PROVIDED RECORDS

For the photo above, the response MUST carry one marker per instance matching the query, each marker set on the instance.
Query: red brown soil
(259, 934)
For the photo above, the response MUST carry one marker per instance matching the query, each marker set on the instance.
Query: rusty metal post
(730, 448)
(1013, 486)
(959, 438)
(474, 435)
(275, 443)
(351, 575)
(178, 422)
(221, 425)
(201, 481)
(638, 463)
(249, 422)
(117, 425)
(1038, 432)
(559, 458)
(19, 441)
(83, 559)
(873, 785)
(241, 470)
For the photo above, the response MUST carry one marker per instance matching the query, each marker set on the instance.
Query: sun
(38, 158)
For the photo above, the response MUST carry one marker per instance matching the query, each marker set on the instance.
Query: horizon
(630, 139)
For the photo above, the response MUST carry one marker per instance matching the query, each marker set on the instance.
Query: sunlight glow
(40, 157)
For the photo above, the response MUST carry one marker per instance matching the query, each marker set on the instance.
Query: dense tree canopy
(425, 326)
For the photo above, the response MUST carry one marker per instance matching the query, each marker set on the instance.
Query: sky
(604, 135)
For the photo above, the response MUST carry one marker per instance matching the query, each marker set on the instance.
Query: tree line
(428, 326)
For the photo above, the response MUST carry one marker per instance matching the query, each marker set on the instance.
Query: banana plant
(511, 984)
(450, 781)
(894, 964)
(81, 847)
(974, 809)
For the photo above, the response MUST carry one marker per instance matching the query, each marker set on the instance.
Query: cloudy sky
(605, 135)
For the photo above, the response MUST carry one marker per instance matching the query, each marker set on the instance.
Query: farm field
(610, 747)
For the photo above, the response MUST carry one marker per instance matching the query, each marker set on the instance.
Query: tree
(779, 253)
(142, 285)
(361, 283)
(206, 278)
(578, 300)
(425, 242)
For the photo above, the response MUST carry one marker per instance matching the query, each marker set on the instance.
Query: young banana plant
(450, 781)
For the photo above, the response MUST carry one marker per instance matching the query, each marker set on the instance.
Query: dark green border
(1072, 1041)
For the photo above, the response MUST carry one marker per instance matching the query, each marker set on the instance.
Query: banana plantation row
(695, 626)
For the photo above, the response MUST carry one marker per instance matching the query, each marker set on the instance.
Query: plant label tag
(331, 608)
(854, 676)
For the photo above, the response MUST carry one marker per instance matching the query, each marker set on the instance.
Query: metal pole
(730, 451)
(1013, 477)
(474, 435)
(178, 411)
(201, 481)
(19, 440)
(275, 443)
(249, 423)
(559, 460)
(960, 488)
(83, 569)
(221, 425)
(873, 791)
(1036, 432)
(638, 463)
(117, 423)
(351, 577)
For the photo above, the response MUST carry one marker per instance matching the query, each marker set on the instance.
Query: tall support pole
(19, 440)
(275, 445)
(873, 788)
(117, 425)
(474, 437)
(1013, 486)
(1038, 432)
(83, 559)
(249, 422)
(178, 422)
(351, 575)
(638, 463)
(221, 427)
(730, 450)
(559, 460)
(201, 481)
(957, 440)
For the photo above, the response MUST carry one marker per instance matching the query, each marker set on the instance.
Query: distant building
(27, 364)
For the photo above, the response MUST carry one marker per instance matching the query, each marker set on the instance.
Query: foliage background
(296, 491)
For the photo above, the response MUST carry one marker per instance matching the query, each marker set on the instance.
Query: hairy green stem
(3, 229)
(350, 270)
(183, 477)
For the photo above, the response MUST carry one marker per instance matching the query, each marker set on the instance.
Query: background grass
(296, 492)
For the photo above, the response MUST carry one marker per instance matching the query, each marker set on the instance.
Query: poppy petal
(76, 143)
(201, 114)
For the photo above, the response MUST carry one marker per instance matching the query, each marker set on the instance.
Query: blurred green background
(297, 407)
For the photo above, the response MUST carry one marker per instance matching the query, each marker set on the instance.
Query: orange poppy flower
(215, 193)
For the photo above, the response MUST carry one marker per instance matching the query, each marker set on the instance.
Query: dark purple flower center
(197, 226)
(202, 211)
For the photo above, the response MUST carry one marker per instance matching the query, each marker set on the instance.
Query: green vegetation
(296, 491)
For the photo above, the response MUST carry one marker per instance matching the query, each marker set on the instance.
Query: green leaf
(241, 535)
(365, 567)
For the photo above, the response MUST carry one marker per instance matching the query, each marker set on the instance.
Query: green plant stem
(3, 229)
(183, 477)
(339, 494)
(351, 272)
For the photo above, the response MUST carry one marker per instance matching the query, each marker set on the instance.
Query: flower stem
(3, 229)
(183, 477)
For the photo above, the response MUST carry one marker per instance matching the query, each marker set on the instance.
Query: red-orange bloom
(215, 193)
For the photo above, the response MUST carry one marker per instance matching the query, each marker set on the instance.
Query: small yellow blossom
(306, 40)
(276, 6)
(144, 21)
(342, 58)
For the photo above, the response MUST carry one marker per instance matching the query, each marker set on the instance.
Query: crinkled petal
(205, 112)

ASSIGNED TASK
Whatever appears in the records must be returned exactly.

SOLUTION TO THIS PROBLEM
For the photo above, the response MUST carry one marker per instance matching the query, each marker set on the instance.
Query: red brown soil
(259, 934)
For the photo above, the response MUST carry one marker per instance matching the query, each marker set on the instance.
Query: rusty metal post
(730, 448)
(1013, 486)
(959, 438)
(474, 435)
(275, 443)
(351, 575)
(178, 422)
(221, 425)
(201, 481)
(638, 463)
(249, 422)
(117, 425)
(1038, 432)
(559, 458)
(19, 441)
(83, 559)
(873, 785)
(241, 470)
For the photo above, the response MUST carry one marker per instance matching the query, each marker set on the instance.
Query: sun
(38, 158)
For the photo above, the response MUST carry one marker per instance matching the query, each marker set on the instance.
Query: horizon
(630, 139)
For the photo above, the response MUST carry one marker per instance matching the query, each marker set on the instance.
Query: sunlight glow
(40, 157)
For the photo above, the response MUST carry one marker per instance matching the query, each marker set on the instance.
Query: dense tree canopy
(425, 326)
For the photo above, the response MUST carry one marker per instance matching the query, each marker set on the instance.
Query: sky
(604, 135)
For the photo above, the response MUST carry one marker per instance matching the query, each marker set on the instance.
Query: tree line
(428, 326)
For the photo above, the response MUST carry one marker per instance matching the query, each marker set on the instance.
Query: banana plant
(511, 984)
(450, 781)
(894, 964)
(81, 847)
(974, 809)
For the photo above, the response MUST carry one marker per instance matching the query, each marker set on the instance.
Query: cloudy sky
(605, 135)
For the photo above, the response MUST carry one marker per instance matching the query, each marker set on the instance.
Query: farm field
(610, 747)
For the photo above, the response MUST carry one marker per instance matching the query, each marker set on the instance.
Query: tree
(779, 253)
(142, 285)
(361, 283)
(206, 278)
(578, 300)
(425, 242)
For the photo above, the response MUST carry one marker per instance matching the query, each marker set on the instance.
Query: young banana plant
(450, 781)
For the photo above, the response MUST carry one marker per instance matching the query, each marker set on the instance.
Query: dark green border
(1072, 1041)
For the photo above, the response MUST carry one marker per instance matching the query, each marker set on the instance.
Query: banana plantation row
(695, 626)
For the photo above, the response MUST carry one marker per instance matching the query, each marker set on the instance.
Query: plant label tag
(331, 608)
(854, 676)
For the photo above, the response MUST carry one marker per instance matching the query, each marker set on the instance.
Query: metal pole
(730, 451)
(1013, 477)
(474, 435)
(178, 411)
(201, 481)
(19, 440)
(275, 443)
(249, 423)
(559, 460)
(960, 488)
(83, 569)
(221, 425)
(873, 791)
(1036, 432)
(638, 463)
(117, 423)
(351, 577)
For the photo above, the response MUST carry one marker per instance matching the query, each marker set on the instance.
Query: tall support pole
(19, 440)
(275, 445)
(873, 788)
(117, 425)
(474, 437)
(1013, 486)
(1038, 432)
(83, 559)
(249, 422)
(178, 422)
(351, 575)
(638, 463)
(221, 427)
(730, 450)
(559, 460)
(201, 481)
(957, 440)
For the photo above, the response MUST carry one marker per instance matching the query, each marker set on the instance.
Query: distant building
(27, 364)
For the photo above, the response MUST carry one marker per instance matching the query, each marker set on the instance.
Query: foliage background
(296, 491)
For the photo above, the response MUST carry one marker per instance matching the query, each marker set on the instance.
Query: hairy green stem
(3, 229)
(350, 270)
(183, 477)
For the photo above, the response MUST carry one marker per instance matching the query, each marker set on the instance.
Query: background grass
(296, 492)
For the photo above, the response MUST carry one marker per instance matching the query, each marker set on the instance.
Query: poppy petal
(76, 143)
(201, 114)
For the photo above, the response MUST carry one marker per instance matching the query, each marker set on the instance.
Query: blurred green background
(297, 407)
For the photo above, the response MUST carry one marker per instance matching the query, each marker set on the instance.
Query: orange poppy flower
(215, 193)
For the photo above, the response MUST carry one marker per instance matching the query, each marker set on the instance.
Query: dark purple flower center
(197, 226)
(202, 211)
For the photo above, the response MUST carry one marker per instance matching the query, each marker set on the instance.
Query: green vegetation
(296, 491)
For the photo above, the response MUST carry one marker per instance matching the query, each marker set on the instance.
Query: green leaf
(241, 535)
(365, 567)
For the photo above, the response MUST carry one marker per instance matching the query, each marker set on the instance.
Query: green plant stem
(3, 229)
(183, 477)
(339, 494)
(351, 272)
For the photo above, the response MUST carry one marker per instance matching the query, each marker set on the instance.
Query: flower stem
(3, 229)
(183, 477)
For the photo above, the response MUST carry one marker per instance matching the query, each marker set on the instance.
Query: red-orange bloom
(215, 193)
For the photo above, the response MUST carry one marker per instance matching the query, each marker set on the instance.
Query: small yellow blossom
(306, 40)
(276, 6)
(144, 21)
(342, 58)
For the photo above, the response MUST carry one marker per instance matching the query, each marker set on the instance.
Query: crinkled petal
(205, 112)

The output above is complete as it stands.